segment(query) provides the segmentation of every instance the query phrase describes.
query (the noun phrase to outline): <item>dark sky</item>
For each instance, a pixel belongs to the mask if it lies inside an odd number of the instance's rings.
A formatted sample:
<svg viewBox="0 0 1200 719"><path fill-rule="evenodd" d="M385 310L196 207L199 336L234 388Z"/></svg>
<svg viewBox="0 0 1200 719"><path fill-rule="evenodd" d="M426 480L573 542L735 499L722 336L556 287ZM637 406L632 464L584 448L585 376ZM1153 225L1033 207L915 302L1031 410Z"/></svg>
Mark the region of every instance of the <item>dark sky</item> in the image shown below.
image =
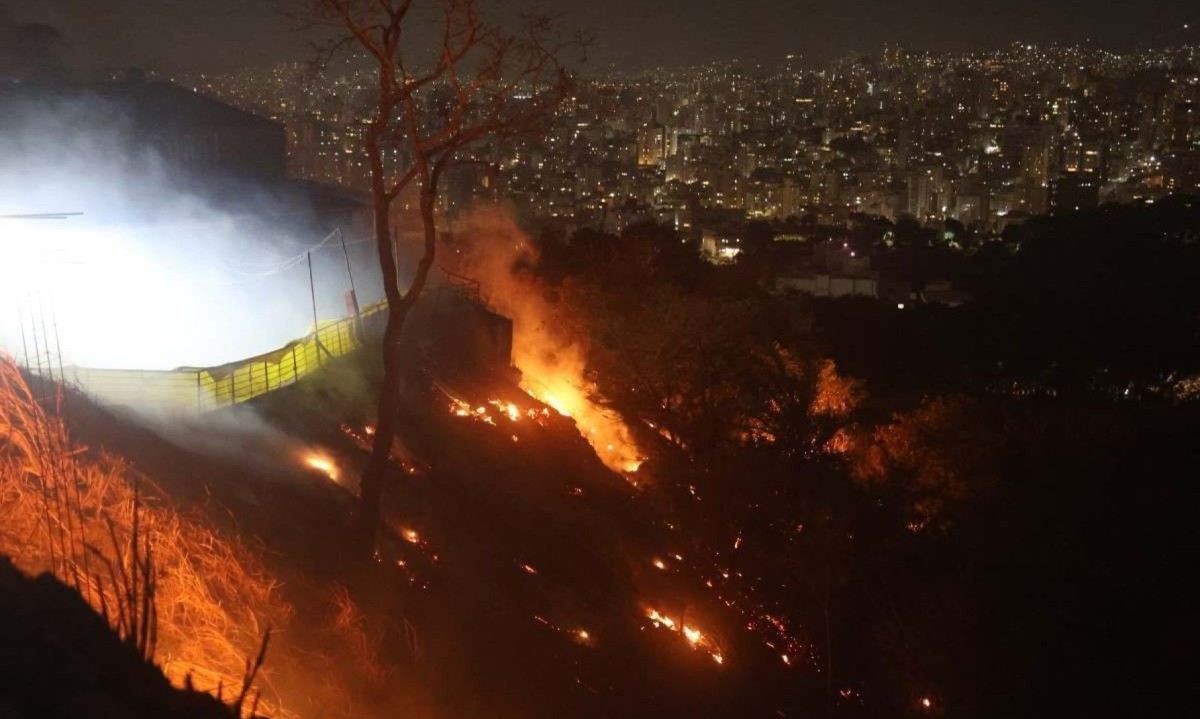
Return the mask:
--------------------------------
TASK ITEM >>
Exclude the images and copy every record above exactly.

WRITTEN ANSWER >>
segment(query) provides the segmentation of every instance the query phrase describes.
query (the noun phrase to outline): <item>dark sky</item>
For each instance, a pixel belongs to the mask if it lies inside an odd number of the instance's rings.
A formatted sample:
<svg viewBox="0 0 1200 719"><path fill-rule="evenodd" d="M385 310L196 207L199 336L234 388Z"/></svg>
<svg viewBox="0 0 1200 719"><path fill-rule="evenodd" d="M426 480L573 542L735 499L722 336L556 287ZM637 406L632 464L584 448L585 376ZM1153 225L1033 207L915 302L1031 410Z"/></svg>
Mark the region of every instance of the <item>dark sky</item> in the image shown below.
image =
Return the mask:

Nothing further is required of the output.